_Data for this exercise_
----------
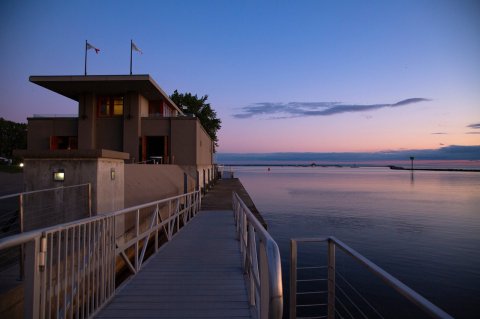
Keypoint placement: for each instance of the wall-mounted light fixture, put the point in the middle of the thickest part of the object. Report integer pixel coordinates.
(59, 175)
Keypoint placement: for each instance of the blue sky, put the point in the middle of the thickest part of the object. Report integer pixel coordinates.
(295, 63)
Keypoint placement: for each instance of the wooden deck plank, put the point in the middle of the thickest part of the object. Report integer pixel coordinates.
(196, 275)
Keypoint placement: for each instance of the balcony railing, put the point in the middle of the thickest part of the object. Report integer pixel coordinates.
(323, 291)
(73, 269)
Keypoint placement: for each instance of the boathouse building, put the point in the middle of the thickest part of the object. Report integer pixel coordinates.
(123, 123)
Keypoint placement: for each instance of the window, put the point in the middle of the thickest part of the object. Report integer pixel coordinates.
(155, 108)
(63, 143)
(109, 106)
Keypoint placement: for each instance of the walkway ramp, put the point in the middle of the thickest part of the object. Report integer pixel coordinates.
(196, 275)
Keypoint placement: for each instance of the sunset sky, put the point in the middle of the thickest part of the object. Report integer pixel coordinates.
(284, 76)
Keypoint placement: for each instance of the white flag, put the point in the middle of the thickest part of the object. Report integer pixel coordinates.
(134, 47)
(91, 47)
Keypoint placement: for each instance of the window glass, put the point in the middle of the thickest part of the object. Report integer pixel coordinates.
(118, 106)
(110, 106)
(103, 106)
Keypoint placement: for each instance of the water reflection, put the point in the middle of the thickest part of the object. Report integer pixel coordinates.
(421, 228)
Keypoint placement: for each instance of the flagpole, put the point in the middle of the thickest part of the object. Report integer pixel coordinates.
(131, 41)
(86, 41)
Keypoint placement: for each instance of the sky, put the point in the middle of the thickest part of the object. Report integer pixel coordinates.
(283, 76)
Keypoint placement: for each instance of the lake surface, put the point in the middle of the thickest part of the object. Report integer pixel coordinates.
(423, 228)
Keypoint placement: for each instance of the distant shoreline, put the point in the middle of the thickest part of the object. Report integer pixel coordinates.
(392, 167)
(435, 169)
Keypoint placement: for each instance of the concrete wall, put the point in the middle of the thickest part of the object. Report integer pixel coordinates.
(110, 193)
(40, 130)
(107, 194)
(147, 183)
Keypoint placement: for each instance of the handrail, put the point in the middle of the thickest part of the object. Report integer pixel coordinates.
(414, 297)
(42, 190)
(261, 262)
(18, 239)
(71, 267)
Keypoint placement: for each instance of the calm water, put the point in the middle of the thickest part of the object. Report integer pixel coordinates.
(422, 228)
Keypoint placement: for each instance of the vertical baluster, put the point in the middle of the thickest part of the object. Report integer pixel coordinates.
(293, 279)
(50, 287)
(57, 290)
(72, 269)
(65, 274)
(137, 228)
(331, 279)
(89, 269)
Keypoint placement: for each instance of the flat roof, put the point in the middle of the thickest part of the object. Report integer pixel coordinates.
(73, 86)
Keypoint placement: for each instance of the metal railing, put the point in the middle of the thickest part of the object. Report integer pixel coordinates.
(331, 300)
(261, 263)
(72, 269)
(38, 209)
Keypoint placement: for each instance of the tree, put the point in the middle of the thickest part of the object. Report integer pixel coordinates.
(201, 109)
(12, 136)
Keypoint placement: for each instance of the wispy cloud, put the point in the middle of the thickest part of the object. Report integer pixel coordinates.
(300, 109)
(475, 126)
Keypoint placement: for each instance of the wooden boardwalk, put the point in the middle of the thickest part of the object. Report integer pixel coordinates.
(196, 275)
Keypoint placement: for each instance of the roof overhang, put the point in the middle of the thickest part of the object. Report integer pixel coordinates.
(74, 86)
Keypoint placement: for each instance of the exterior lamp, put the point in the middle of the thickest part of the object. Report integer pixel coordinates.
(59, 175)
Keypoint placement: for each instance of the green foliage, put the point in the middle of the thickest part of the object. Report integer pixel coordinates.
(12, 136)
(192, 104)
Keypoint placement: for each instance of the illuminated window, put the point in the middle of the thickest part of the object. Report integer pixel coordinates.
(63, 143)
(110, 106)
(118, 106)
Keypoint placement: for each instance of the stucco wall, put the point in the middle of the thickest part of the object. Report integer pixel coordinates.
(131, 126)
(155, 126)
(40, 130)
(110, 133)
(107, 194)
(183, 140)
(204, 146)
(147, 183)
(87, 111)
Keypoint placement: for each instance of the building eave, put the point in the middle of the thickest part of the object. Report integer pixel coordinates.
(74, 86)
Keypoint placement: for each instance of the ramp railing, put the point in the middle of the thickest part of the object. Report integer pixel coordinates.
(323, 289)
(261, 263)
(73, 269)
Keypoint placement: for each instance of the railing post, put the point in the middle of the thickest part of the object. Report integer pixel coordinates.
(89, 200)
(137, 234)
(331, 279)
(32, 279)
(22, 229)
(293, 279)
(264, 281)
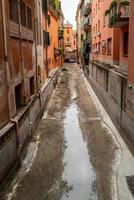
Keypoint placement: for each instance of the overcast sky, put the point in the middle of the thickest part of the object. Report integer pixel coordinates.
(69, 8)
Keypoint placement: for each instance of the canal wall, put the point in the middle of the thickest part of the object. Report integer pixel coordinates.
(112, 89)
(16, 134)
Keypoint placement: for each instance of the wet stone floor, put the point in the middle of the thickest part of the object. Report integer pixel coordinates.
(72, 155)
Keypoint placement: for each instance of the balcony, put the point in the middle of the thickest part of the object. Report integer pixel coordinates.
(118, 14)
(55, 7)
(87, 10)
(87, 25)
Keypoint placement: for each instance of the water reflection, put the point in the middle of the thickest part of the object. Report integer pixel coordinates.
(78, 171)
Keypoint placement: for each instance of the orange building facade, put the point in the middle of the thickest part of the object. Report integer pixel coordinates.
(105, 41)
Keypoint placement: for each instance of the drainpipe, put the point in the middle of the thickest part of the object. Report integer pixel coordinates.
(5, 52)
(20, 37)
(46, 45)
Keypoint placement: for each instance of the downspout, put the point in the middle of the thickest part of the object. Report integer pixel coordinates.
(21, 52)
(5, 52)
(36, 56)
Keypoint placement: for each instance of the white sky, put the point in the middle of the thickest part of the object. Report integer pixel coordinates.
(69, 8)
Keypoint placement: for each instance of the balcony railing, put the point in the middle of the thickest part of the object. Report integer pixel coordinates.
(56, 6)
(118, 14)
(88, 9)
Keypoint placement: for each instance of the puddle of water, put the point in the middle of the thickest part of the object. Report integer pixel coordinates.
(78, 171)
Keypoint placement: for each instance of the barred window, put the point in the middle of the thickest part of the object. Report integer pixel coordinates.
(13, 11)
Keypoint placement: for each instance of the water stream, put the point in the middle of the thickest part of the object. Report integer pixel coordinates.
(78, 171)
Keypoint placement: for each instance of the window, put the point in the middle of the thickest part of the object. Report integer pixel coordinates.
(32, 89)
(125, 44)
(18, 90)
(46, 38)
(109, 46)
(98, 25)
(68, 39)
(45, 6)
(13, 11)
(23, 13)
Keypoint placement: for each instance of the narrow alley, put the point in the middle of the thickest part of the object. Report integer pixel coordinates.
(76, 153)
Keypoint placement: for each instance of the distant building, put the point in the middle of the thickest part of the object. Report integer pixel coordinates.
(78, 33)
(69, 40)
(85, 26)
(105, 41)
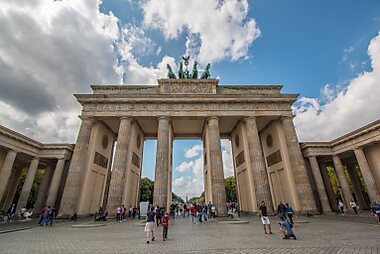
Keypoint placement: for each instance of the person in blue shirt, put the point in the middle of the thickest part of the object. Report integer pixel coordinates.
----------
Once the pictures are set aside, what is needed is the lines from the line with "Keypoint placement: for each instance of the narrow" through the end of the data, written out exactly and alone.

Keypoint placement: for each instance of the narrow alley, put the point in the middle of the thickest part of the object. Report integer pixel coordinates.
(76, 153)
Keypoint placement: for each instance of the distant building, put the point in the middle of the thickest part of the object. Report integer pixel coordinates.
(78, 33)
(69, 40)
(85, 26)
(105, 41)
Keypoint placement: for each instance of the person in blue shirt, put the point in the middle of the thickest part of the object. Report integer pixel coordinates.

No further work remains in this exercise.